▶ Exercise instructions: Copy out every item below line for line, leaving out the pictures.

▶ Records provided:
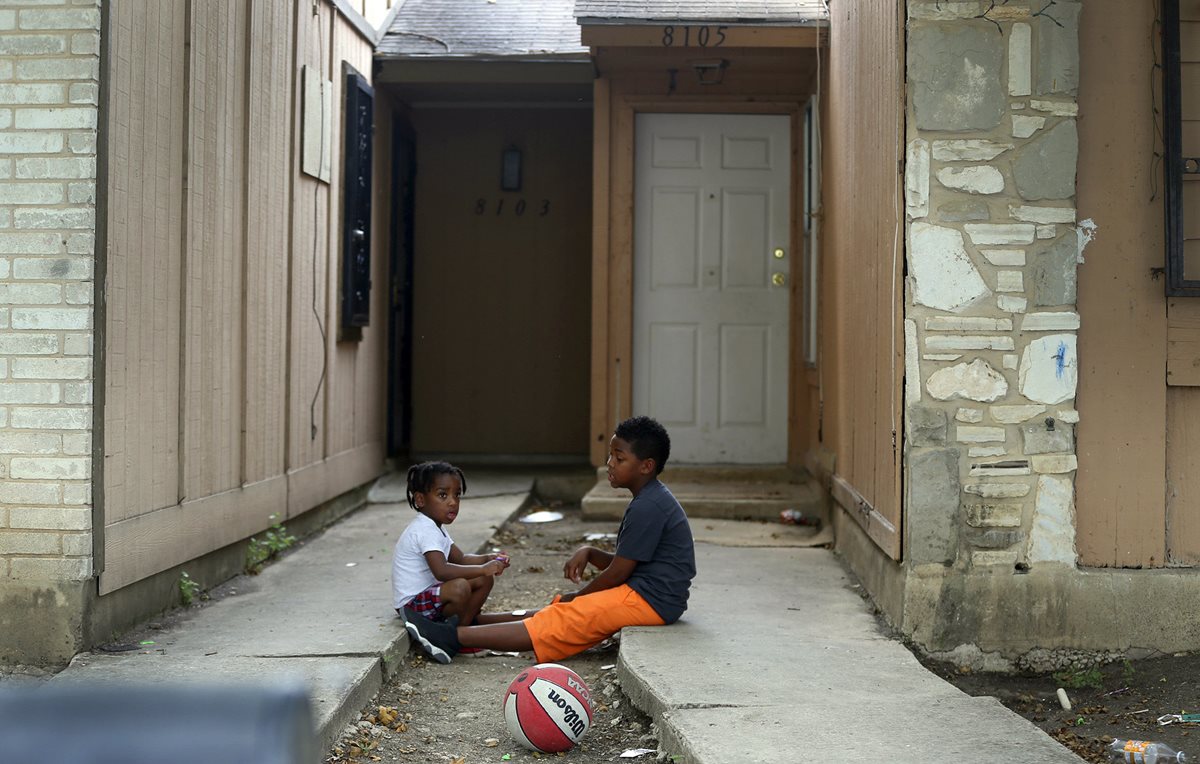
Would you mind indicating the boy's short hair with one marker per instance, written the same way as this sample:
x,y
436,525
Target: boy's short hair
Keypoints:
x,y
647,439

▶ Full answer:
Would you mind indicating the boy's short hair with one marker per instance, written the same way as this sample:
x,y
436,525
Target: boy's short hair
Keypoints:
x,y
647,439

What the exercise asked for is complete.